* [Items]
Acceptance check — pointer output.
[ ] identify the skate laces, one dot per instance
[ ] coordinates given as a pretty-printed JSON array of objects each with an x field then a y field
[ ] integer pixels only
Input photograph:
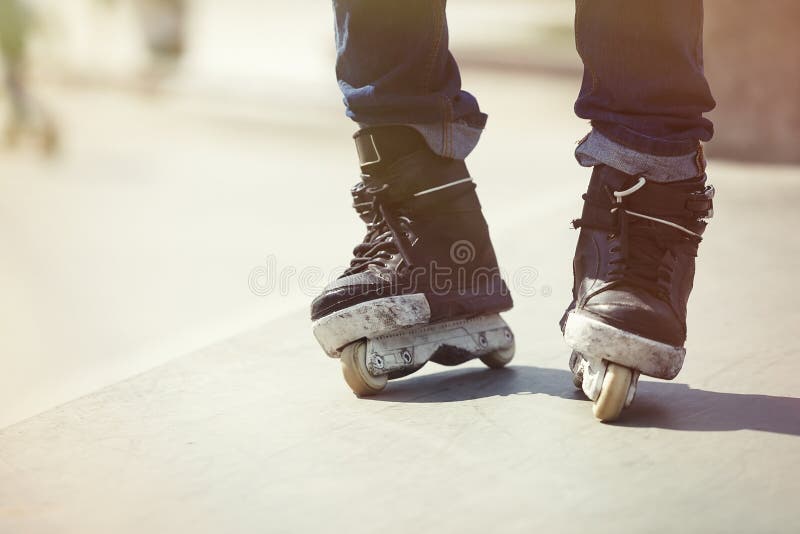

* [Required work]
Count the lines in the entries above that contain the word "laces", and reply with that number alone.

* [Exercise solution]
1